● **Goal**: Pull out each of the items below word for word, and leave the pictures out of your answer.

Position identification items
• • • • •

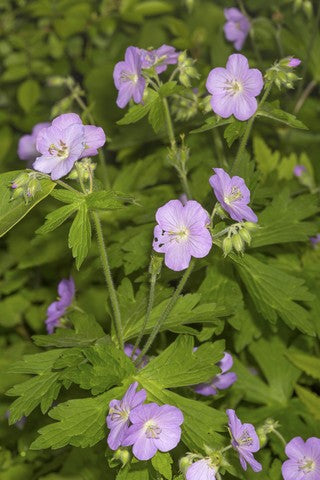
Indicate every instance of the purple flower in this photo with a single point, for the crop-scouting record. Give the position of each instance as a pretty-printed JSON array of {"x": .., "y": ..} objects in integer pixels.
[
  {"x": 244, "y": 440},
  {"x": 66, "y": 291},
  {"x": 159, "y": 58},
  {"x": 315, "y": 240},
  {"x": 64, "y": 142},
  {"x": 119, "y": 412},
  {"x": 128, "y": 349},
  {"x": 237, "y": 27},
  {"x": 304, "y": 459},
  {"x": 201, "y": 470},
  {"x": 294, "y": 62},
  {"x": 233, "y": 195},
  {"x": 234, "y": 88},
  {"x": 221, "y": 381},
  {"x": 27, "y": 143},
  {"x": 153, "y": 428},
  {"x": 128, "y": 79},
  {"x": 299, "y": 170},
  {"x": 182, "y": 233}
]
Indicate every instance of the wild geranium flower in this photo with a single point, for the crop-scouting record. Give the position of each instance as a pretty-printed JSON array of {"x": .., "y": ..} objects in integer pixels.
[
  {"x": 234, "y": 88},
  {"x": 236, "y": 28},
  {"x": 118, "y": 416},
  {"x": 202, "y": 470},
  {"x": 233, "y": 195},
  {"x": 299, "y": 170},
  {"x": 64, "y": 142},
  {"x": 57, "y": 309},
  {"x": 244, "y": 440},
  {"x": 221, "y": 381},
  {"x": 159, "y": 58},
  {"x": 153, "y": 428},
  {"x": 128, "y": 79},
  {"x": 304, "y": 459},
  {"x": 27, "y": 143},
  {"x": 182, "y": 233}
]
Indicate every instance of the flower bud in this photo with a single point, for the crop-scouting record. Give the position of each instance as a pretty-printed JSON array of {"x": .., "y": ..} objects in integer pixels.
[
  {"x": 227, "y": 246},
  {"x": 237, "y": 243}
]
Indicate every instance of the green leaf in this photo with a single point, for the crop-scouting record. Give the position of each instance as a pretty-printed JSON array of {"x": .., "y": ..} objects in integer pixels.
[
  {"x": 28, "y": 94},
  {"x": 234, "y": 131},
  {"x": 310, "y": 400},
  {"x": 275, "y": 293},
  {"x": 270, "y": 111},
  {"x": 186, "y": 367},
  {"x": 306, "y": 363},
  {"x": 79, "y": 238},
  {"x": 213, "y": 122},
  {"x": 56, "y": 218},
  {"x": 80, "y": 422},
  {"x": 11, "y": 212},
  {"x": 161, "y": 462}
]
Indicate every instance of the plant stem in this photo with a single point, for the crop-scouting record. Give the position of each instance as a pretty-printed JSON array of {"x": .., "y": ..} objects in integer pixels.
[
  {"x": 166, "y": 312},
  {"x": 153, "y": 281},
  {"x": 108, "y": 278},
  {"x": 246, "y": 135}
]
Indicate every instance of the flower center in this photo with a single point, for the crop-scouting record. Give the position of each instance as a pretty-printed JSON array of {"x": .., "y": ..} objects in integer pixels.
[
  {"x": 235, "y": 194},
  {"x": 152, "y": 429},
  {"x": 62, "y": 150},
  {"x": 307, "y": 465}
]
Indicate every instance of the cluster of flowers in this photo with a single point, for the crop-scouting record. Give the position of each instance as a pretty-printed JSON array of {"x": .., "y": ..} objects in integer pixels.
[{"x": 147, "y": 427}]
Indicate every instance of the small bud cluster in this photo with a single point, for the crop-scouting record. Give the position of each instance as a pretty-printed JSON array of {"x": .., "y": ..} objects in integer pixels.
[
  {"x": 281, "y": 73},
  {"x": 26, "y": 185}
]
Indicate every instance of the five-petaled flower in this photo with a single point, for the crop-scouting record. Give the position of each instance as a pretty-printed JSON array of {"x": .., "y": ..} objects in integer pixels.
[
  {"x": 159, "y": 58},
  {"x": 233, "y": 195},
  {"x": 119, "y": 412},
  {"x": 236, "y": 28},
  {"x": 57, "y": 309},
  {"x": 234, "y": 88},
  {"x": 304, "y": 459},
  {"x": 221, "y": 381},
  {"x": 244, "y": 440},
  {"x": 128, "y": 78},
  {"x": 153, "y": 428},
  {"x": 27, "y": 143},
  {"x": 64, "y": 142},
  {"x": 182, "y": 233}
]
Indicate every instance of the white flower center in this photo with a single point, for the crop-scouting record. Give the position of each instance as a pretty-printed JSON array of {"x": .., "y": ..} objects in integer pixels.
[
  {"x": 307, "y": 465},
  {"x": 234, "y": 195},
  {"x": 152, "y": 430}
]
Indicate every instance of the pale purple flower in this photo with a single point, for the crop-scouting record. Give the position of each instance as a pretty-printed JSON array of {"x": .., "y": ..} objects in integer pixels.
[
  {"x": 64, "y": 142},
  {"x": 57, "y": 309},
  {"x": 119, "y": 412},
  {"x": 128, "y": 79},
  {"x": 153, "y": 428},
  {"x": 294, "y": 62},
  {"x": 222, "y": 381},
  {"x": 182, "y": 233},
  {"x": 299, "y": 170},
  {"x": 315, "y": 240},
  {"x": 27, "y": 143},
  {"x": 202, "y": 470},
  {"x": 304, "y": 459},
  {"x": 159, "y": 58},
  {"x": 233, "y": 195},
  {"x": 244, "y": 440},
  {"x": 234, "y": 88},
  {"x": 236, "y": 28},
  {"x": 128, "y": 349}
]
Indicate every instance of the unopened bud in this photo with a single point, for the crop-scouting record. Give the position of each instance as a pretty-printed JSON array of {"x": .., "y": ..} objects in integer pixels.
[{"x": 227, "y": 246}]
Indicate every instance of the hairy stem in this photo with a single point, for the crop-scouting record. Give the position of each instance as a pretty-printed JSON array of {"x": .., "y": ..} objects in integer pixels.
[
  {"x": 108, "y": 278},
  {"x": 163, "y": 317}
]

• • • • •

● **Solution to the problem**:
Indicate every instance of the purple flower in this photo with a single point, for the crop-scouting record. Give the position of each instance as a pretty-printed JSON array of {"x": .., "y": ..} objects in integer pixels.
[
  {"x": 244, "y": 440},
  {"x": 66, "y": 291},
  {"x": 159, "y": 58},
  {"x": 315, "y": 240},
  {"x": 64, "y": 142},
  {"x": 119, "y": 412},
  {"x": 128, "y": 349},
  {"x": 237, "y": 27},
  {"x": 304, "y": 459},
  {"x": 201, "y": 470},
  {"x": 294, "y": 62},
  {"x": 233, "y": 195},
  {"x": 234, "y": 88},
  {"x": 221, "y": 381},
  {"x": 27, "y": 143},
  {"x": 153, "y": 428},
  {"x": 128, "y": 79},
  {"x": 299, "y": 170},
  {"x": 182, "y": 233}
]
Indicate every instance of the wild geranium flower in this photo with a single point, for the crop-scouting record. Give the position of each instance as a pretty-printed JSON array of {"x": .., "y": ..} objects in integer pixels.
[
  {"x": 234, "y": 88},
  {"x": 236, "y": 28},
  {"x": 118, "y": 416},
  {"x": 202, "y": 470},
  {"x": 233, "y": 195},
  {"x": 299, "y": 170},
  {"x": 64, "y": 142},
  {"x": 57, "y": 309},
  {"x": 244, "y": 440},
  {"x": 221, "y": 381},
  {"x": 159, "y": 58},
  {"x": 153, "y": 428},
  {"x": 128, "y": 79},
  {"x": 304, "y": 459},
  {"x": 27, "y": 143},
  {"x": 182, "y": 233}
]
Indicate every instance of the flower bud in this photo with a single point, for the crop-scouting record. Give the position of each instance as a pretty-printed JSON array of {"x": .., "y": ..} objects in integer pixels.
[
  {"x": 227, "y": 246},
  {"x": 237, "y": 243}
]
Indicate every instance of the green leaf in this photo with a single point, for the crop-scouting record. Give the position of each instance as a pretty-printed JSON array of {"x": .., "y": ..} objects in integer pixels.
[
  {"x": 28, "y": 94},
  {"x": 234, "y": 131},
  {"x": 310, "y": 400},
  {"x": 275, "y": 293},
  {"x": 270, "y": 111},
  {"x": 186, "y": 367},
  {"x": 306, "y": 363},
  {"x": 79, "y": 238},
  {"x": 213, "y": 122},
  {"x": 56, "y": 218},
  {"x": 80, "y": 422},
  {"x": 11, "y": 212},
  {"x": 161, "y": 462}
]
Indicate every instance of the plant stem in this photo with a single point, for the crop-scouting record. Give the position of each instance as a pretty-printed JSON array of {"x": .., "y": ..} objects in integer pixels.
[
  {"x": 166, "y": 312},
  {"x": 153, "y": 281},
  {"x": 108, "y": 278},
  {"x": 246, "y": 135}
]
Indicate every instance of the flower center in this photo with a single point, for the crop-scouting record. Give the position of each instance as a pretty-printed JSON array of {"x": .., "y": ..} objects in integer pixels.
[
  {"x": 235, "y": 194},
  {"x": 152, "y": 429},
  {"x": 62, "y": 150},
  {"x": 307, "y": 465}
]
Indicate every instance of the cluster of flowers in this photo with a single point, for the crop-scouting record. Give the position of each instance as a pretty-printed JSON array of {"x": .., "y": ..} objects in integer pixels.
[{"x": 147, "y": 427}]
Indicate every instance of the small bud cluster in this photo with a single point, for the crop-scouting record. Give the position of each instance as a pretty-printed JSON array of {"x": .., "y": ..} objects in integer pixels.
[
  {"x": 281, "y": 73},
  {"x": 26, "y": 185}
]
Indicate every instance of the five-petaled flower in this photo with a single point, for the crop-scouting record. Give the position of each instance as a pretty-printed JSON array of {"x": .., "y": ..} objects in integer pixels.
[
  {"x": 159, "y": 58},
  {"x": 233, "y": 195},
  {"x": 119, "y": 412},
  {"x": 236, "y": 28},
  {"x": 57, "y": 309},
  {"x": 234, "y": 88},
  {"x": 304, "y": 459},
  {"x": 221, "y": 381},
  {"x": 244, "y": 440},
  {"x": 128, "y": 78},
  {"x": 153, "y": 428},
  {"x": 27, "y": 143},
  {"x": 64, "y": 142},
  {"x": 182, "y": 233}
]
Indicate every instance of the white flower center in this photo with a single point, for the crop-scouting record. Give the position of each instance as a pretty-printed JSON array of {"x": .., "y": ..} objects in integer pixels.
[
  {"x": 307, "y": 465},
  {"x": 234, "y": 195},
  {"x": 152, "y": 430}
]
Indicate every instance of the pale purple flower in this photo with a single point, for the crop-scouting record. Give the position of each instance as a pretty-printed JSON array of {"x": .., "y": ..} objects in integer pixels.
[
  {"x": 64, "y": 142},
  {"x": 57, "y": 309},
  {"x": 119, "y": 412},
  {"x": 128, "y": 79},
  {"x": 153, "y": 428},
  {"x": 294, "y": 62},
  {"x": 222, "y": 381},
  {"x": 182, "y": 233},
  {"x": 299, "y": 170},
  {"x": 315, "y": 240},
  {"x": 27, "y": 143},
  {"x": 202, "y": 470},
  {"x": 304, "y": 459},
  {"x": 159, "y": 58},
  {"x": 233, "y": 195},
  {"x": 244, "y": 440},
  {"x": 234, "y": 88},
  {"x": 236, "y": 28},
  {"x": 128, "y": 349}
]
Indicate every instance of the unopened bud in this photo with a single point, for the crop-scouting record. Give the position of each instance as a pretty-printed JSON array of {"x": .., "y": ..} objects in integer pixels.
[{"x": 227, "y": 246}]
Indicate every instance of the hairy stem in this photo with a single point, for the crop-scouting record. Give the position of each instance as a pretty-printed JSON array of {"x": .., "y": ..} objects in integer pixels.
[
  {"x": 108, "y": 278},
  {"x": 163, "y": 317}
]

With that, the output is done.